**Required work:**
Check every line of the data below for "chest". Copy each one that has it.

:: Record set ::

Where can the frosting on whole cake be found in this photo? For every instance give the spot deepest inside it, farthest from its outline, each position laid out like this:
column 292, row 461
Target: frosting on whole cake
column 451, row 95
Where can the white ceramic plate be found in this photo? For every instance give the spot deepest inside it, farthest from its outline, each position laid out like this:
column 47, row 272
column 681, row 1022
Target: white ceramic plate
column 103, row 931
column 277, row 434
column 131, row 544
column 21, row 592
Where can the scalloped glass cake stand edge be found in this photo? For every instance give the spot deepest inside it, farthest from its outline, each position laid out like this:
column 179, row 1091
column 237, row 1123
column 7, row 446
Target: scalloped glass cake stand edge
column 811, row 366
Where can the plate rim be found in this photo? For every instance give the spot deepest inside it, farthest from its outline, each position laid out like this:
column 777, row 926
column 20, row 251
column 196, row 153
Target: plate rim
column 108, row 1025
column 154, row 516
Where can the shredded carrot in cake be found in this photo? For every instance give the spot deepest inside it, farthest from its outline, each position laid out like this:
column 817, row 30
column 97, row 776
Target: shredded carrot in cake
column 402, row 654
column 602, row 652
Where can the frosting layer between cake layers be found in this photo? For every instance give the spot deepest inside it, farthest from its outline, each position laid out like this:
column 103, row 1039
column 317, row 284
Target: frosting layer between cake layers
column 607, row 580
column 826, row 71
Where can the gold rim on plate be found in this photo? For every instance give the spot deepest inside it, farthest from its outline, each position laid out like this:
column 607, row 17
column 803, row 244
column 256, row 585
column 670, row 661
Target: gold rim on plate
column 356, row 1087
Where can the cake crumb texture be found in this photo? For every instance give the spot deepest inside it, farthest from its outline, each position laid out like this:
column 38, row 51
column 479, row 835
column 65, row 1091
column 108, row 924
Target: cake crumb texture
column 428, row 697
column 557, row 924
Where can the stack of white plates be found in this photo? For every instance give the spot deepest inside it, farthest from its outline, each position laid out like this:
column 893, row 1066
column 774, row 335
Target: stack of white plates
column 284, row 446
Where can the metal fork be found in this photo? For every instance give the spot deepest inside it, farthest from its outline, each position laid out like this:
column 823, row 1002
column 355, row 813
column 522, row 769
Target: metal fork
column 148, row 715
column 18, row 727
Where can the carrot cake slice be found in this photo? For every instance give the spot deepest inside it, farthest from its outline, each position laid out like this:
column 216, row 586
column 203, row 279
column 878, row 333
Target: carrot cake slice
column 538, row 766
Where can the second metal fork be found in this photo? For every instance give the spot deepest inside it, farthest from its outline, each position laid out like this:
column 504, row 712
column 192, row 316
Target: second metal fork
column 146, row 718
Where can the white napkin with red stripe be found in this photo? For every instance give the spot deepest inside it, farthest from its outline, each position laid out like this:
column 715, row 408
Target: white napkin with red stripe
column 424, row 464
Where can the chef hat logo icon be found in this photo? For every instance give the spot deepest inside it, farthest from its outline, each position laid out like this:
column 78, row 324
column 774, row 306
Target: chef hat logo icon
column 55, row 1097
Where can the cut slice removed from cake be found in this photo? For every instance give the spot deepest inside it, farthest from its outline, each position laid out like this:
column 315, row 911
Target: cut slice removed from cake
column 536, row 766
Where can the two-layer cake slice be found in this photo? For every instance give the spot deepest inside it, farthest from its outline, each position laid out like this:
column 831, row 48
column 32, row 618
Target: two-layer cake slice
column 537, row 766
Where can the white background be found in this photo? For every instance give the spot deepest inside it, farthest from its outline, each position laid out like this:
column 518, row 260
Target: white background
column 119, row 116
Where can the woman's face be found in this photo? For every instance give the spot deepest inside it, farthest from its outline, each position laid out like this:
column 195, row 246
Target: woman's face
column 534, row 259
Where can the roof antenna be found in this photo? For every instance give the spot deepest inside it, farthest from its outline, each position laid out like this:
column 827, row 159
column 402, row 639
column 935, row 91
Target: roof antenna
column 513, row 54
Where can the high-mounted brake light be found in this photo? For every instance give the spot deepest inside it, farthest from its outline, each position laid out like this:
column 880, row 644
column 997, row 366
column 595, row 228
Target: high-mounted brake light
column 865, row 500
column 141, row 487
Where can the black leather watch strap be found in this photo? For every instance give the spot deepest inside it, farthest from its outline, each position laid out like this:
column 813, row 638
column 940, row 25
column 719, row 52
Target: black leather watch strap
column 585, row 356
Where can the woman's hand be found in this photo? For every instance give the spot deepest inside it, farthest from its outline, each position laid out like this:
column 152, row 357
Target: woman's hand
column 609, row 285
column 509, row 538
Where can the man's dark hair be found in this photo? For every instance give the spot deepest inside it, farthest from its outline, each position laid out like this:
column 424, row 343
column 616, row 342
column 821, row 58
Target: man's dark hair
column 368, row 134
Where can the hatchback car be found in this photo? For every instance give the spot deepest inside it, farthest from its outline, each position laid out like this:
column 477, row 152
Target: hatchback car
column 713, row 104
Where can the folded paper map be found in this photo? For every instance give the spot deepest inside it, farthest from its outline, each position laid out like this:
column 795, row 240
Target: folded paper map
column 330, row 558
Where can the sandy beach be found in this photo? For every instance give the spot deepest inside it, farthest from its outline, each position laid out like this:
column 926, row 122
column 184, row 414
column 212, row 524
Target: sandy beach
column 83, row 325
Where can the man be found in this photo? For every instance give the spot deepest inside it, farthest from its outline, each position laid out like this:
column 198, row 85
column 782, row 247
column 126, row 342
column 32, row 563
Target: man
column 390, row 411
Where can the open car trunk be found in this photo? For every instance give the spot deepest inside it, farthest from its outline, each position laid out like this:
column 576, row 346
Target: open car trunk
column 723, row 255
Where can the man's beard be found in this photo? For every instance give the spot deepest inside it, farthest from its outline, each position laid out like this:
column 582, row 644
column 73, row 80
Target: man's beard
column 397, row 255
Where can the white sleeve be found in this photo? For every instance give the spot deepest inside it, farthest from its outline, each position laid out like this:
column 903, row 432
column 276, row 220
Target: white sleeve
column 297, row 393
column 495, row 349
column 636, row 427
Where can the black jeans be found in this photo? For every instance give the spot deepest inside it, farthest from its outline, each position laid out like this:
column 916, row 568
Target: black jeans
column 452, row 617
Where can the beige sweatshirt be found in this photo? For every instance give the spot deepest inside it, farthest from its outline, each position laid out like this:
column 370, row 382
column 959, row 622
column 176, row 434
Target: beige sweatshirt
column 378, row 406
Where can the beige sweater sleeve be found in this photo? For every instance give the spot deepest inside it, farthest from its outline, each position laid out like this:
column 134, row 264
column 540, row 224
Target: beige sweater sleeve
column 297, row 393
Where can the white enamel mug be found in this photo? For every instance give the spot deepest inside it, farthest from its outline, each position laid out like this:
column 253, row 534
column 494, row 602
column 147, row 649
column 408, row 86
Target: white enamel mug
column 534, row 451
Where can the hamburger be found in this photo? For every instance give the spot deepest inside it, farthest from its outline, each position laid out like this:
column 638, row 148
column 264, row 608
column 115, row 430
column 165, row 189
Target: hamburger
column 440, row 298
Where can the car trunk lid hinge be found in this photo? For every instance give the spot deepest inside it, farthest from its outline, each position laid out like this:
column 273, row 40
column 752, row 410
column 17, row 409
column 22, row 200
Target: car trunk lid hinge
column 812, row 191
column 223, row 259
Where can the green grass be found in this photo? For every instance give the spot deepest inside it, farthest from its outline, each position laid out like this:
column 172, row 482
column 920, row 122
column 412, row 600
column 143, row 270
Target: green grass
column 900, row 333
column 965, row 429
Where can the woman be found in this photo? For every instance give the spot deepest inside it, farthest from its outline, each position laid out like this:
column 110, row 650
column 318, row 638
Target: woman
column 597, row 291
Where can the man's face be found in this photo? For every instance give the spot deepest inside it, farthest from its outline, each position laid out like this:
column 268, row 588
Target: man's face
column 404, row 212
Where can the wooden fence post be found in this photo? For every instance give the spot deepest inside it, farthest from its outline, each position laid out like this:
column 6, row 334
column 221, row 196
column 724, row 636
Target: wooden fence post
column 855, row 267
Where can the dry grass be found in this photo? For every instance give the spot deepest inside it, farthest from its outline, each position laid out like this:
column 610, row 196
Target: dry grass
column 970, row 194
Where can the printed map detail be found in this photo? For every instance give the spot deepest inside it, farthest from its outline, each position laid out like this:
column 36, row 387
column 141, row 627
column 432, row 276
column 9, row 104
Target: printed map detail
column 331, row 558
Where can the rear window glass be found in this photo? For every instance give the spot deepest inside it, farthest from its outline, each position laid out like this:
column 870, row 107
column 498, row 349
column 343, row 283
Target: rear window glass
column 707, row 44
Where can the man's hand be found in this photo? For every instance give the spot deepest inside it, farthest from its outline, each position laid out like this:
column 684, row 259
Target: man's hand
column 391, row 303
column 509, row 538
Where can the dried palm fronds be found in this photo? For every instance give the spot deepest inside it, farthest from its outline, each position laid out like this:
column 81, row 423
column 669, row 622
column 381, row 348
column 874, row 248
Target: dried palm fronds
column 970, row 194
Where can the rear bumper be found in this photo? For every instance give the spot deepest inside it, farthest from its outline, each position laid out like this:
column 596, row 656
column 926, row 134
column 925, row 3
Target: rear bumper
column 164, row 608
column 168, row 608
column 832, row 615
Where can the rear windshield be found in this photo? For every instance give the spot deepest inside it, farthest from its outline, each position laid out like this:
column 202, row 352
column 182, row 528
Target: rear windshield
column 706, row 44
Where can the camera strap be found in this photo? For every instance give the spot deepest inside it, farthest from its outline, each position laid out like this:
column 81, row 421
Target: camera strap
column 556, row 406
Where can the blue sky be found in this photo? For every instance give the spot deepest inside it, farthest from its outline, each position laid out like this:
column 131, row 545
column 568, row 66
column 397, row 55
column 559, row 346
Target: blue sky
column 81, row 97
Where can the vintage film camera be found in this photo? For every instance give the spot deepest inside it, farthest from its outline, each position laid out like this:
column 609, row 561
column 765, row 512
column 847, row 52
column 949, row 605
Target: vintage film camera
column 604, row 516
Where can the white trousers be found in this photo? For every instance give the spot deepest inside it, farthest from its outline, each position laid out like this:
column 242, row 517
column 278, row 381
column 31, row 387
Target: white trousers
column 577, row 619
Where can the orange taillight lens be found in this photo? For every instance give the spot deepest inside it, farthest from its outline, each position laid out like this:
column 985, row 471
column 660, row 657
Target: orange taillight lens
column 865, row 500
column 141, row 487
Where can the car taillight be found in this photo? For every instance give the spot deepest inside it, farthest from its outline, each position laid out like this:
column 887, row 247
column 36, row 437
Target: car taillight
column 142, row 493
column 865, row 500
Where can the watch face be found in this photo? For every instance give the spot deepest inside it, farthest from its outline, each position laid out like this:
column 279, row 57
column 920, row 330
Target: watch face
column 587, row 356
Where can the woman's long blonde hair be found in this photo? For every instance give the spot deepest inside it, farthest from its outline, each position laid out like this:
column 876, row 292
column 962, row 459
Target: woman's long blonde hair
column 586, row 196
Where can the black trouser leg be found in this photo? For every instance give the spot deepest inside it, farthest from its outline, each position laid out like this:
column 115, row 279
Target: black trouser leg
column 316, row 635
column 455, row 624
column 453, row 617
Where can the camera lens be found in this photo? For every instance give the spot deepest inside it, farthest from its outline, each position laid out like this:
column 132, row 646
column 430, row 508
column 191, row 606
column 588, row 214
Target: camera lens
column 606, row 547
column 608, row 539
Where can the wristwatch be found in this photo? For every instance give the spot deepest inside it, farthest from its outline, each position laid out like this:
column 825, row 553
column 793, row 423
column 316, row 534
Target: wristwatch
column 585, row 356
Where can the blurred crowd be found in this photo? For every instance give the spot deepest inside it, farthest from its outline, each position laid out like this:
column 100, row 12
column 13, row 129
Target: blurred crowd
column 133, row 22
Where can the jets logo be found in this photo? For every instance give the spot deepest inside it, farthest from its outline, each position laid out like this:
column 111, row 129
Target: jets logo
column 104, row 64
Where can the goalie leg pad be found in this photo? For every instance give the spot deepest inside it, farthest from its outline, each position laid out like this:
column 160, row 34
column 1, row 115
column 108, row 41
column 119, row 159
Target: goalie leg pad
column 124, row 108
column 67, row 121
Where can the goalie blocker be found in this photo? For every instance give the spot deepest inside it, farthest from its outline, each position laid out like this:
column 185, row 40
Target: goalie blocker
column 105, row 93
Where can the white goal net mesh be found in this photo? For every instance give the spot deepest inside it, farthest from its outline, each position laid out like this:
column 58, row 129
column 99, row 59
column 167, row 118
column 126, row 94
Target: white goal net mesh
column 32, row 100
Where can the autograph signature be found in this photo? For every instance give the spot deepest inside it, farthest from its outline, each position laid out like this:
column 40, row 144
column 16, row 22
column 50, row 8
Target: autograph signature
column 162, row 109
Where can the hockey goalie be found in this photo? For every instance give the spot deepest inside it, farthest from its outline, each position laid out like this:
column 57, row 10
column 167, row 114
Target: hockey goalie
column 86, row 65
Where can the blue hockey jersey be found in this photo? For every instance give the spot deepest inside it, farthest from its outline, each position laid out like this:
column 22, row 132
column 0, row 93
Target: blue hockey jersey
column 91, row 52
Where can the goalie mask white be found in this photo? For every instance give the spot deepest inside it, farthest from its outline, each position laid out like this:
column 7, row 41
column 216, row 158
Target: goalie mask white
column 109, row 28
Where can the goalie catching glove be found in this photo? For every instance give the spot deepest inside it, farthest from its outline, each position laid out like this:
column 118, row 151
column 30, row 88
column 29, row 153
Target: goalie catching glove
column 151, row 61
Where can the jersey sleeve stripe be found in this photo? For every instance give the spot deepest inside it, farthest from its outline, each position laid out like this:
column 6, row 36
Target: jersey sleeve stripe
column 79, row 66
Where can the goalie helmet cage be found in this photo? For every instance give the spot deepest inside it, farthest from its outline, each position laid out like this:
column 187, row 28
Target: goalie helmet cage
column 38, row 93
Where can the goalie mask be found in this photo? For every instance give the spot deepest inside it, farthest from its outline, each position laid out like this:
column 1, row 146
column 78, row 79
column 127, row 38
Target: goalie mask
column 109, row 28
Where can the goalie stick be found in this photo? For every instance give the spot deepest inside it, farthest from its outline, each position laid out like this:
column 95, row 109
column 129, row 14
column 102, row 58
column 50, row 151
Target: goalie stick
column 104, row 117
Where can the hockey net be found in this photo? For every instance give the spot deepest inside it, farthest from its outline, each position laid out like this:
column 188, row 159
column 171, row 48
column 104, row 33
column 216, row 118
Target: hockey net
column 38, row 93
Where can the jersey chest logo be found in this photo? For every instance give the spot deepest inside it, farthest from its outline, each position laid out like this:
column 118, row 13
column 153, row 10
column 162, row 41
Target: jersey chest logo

:::

**Task response:**
Where can the jersey chest logo be found in this photo? For every instance give the spot deepest inside it, farthest from its outline, each position laid out like this:
Target: jersey chest logo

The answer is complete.